Required actions =>
1. Reproduce the stretch of the Wabash College letter from "In whatever ways" through "now are gone." word for word.
2. Render this sentence from the Wabash College letter in Spanish: "We are not a status-centered institution; we are a student-centered institution."

Document excerpt =>
╔══

Wabash was founded on the Western frontier to be different, to do better for more young men. As the College’s first president, Elihu Baldwin said in 1836: “Some are jealous of colleges as institutions that minister to the aristocracy by elevating a portion of the community intellectually above their fellows. And knowledge is power. We should doubtless guard against whatever is unfriendly to equal rights... A most desirable improvement would be some adequate provision through which the benefits of a thorough course [of study] could be more equally extended to all citizens.” 

The “movers and shakers” in this issue come from diverse economic and cultural backgrounds, but they all worked hard to get where they are today; and many learned how to do that here. Wabash is a meritocracy. You will be welcomed. You will be tested. You will be supported. But everything you get at Wabash you earn. 

The Wabash model is not one of exclusion, but of gratitude. Once you get to campus, it’s all about what you do, not about how much money you have or the car you drive. It’s about how hard you work, how well you perform, and if you behave like a gentleman. 

We are not a status-centered institution; we are a student-centered institution. That allows us to elevate our students, rather than our status. 

i was thinking about this after the January meeting of the Board of Trustees, when we had been discussing the new campus master plan and how it will shape the look, feel, and performance of Wabash into its third century. We are thinking hard about how we create the kinds of interactions with our students, faculty, staff, and alumni that help sustain a thoughtful college. What does a residential liberal arts college look like as we move into our third century? 

There are many parts to this plan—the residential life district and athletic facilities among them. But the Mall is central to all we do. It defines our academic endeavor and is the core of our work together. 

Every generation or so, other parts of the College change, but the Mall has remained. The Chapel on the Mall is where students are rung in. It is filled with young men’s voices singing “Old Wabash” during Chapel Sing. It is where students are rung out on Commencement Day. 

The pathways connecting the buildings are like an intersection of different disciplines, the foot traffic a metaphor for the ideas that flow between them. It is where we talk about those timeless truths that connect the holistic education of our students. 

It is where they discover that, once you ask the right question, you can’t stop until you answer it. 

In whatever ways the campus changes in the coming years, the Mall will always be at the heart of Wabash. 

spring is finally here as I write this. On the Mall, students’ voices are rising with the temperatures. I am fortunate to have an office that looks out onto this space. It’s the same Center Hall office that has been occupied for 74 years by Wabash presidents, including Byron Trippet ’30. His words are well-known here: “Once on this familiar campus and once in these well-known halls, students and teachers as real as ourselves worked and studied, argued and laughed and worshiped together, but now are gone. 

“If you listen, you can hear their songs and their cheers.” 

For the students of Tom Cole’s era, surely one of those voices is his, welcoming each freshman, by name, to a place he already belonged.

╚══

Listed records =>

╔══

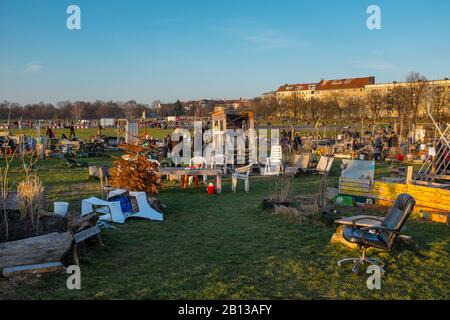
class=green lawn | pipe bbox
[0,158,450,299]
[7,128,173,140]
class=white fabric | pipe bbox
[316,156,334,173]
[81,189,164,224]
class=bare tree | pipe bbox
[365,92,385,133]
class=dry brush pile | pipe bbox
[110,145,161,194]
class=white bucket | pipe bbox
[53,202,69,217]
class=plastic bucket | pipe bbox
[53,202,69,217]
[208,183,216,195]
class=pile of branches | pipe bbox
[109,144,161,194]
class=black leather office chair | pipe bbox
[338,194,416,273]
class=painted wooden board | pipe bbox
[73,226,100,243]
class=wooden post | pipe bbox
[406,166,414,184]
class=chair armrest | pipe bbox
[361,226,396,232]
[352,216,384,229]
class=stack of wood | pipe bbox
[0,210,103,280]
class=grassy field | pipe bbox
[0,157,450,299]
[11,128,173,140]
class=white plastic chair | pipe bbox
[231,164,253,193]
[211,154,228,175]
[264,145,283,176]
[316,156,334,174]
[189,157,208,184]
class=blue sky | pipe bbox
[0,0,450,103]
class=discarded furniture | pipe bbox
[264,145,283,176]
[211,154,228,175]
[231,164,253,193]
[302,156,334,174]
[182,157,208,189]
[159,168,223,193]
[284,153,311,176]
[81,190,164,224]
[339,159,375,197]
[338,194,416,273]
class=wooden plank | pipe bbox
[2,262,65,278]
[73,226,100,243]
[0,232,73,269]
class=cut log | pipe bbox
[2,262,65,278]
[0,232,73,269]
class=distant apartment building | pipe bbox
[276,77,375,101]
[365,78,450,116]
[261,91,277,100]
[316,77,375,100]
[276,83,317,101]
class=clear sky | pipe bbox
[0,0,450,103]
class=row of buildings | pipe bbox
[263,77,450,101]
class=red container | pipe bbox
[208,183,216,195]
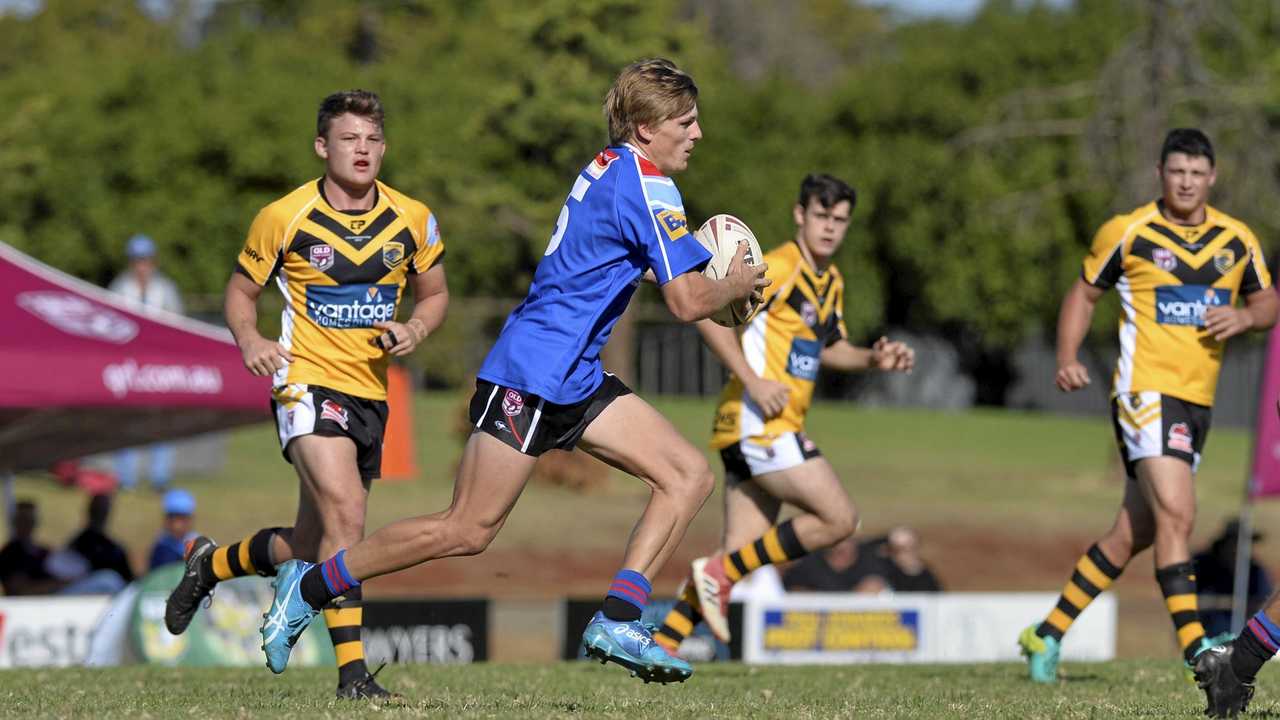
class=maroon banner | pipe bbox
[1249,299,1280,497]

╚══

Task-by-task solutions =>
1.
In whatever ways the campus changes in the coming years, the Mall will always be at the heart of Wabash. 

spring is finally here as I write this. On the Mall, students’ voices are rising with the temperatures. I am fortunate to have an office that looks out onto this space. It’s the same Center Hall office that has been occupied for 74 years by Wabash presidents, including Byron Trippet ’30. His words are well-known here: “Once on this familiar campus and once in these well-known halls, students and teachers as real as ourselves worked and studied, argued and laughed and worshiped together, but now are gone.

2. No somos una institución centrada en el estatus; somos una institución centrada en los estudiantes.